WORK ORDER — Within the lines below, the span from the line with "of the flower" to the line with "Target: unopened flower bud", both ends included, is to be reproduced exactly, with pictures omitted.
╭─ DATA EXTRACT
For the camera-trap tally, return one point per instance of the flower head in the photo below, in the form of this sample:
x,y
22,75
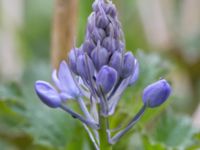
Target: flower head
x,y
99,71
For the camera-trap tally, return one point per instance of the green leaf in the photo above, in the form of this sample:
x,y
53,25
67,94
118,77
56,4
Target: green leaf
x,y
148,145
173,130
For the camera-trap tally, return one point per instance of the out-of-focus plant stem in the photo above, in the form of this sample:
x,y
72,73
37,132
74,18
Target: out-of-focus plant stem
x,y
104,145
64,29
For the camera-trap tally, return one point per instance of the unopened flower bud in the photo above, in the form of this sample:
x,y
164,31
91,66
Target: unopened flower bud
╰─
╭─ DATA EXTRACT
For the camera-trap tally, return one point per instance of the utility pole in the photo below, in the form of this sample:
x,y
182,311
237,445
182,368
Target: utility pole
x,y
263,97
╰─
TASK OUTPUT —
For the camera-trap tally, return one point per instance of the flower head in the photo below, in the form of this sample:
x,y
22,75
Target: flower head
x,y
99,71
For the camera-trap tally, return one point per instance of the green leaf in the photo above, in the form of this sample:
x,y
53,25
67,94
118,77
56,4
Target: green leaf
x,y
148,145
173,130
For the camera-trap tally, return one point per instance of the out-of-focus plant stem in the photo above, in the form of this sample:
x,y
72,73
37,132
74,18
Target: out-of-focus plant stem
x,y
104,145
64,29
For the camera-trap tally, return one point per instance of the unopened flower bud in the photo above, in the form of this sample:
x,y
164,31
91,66
Target: unopened flower bud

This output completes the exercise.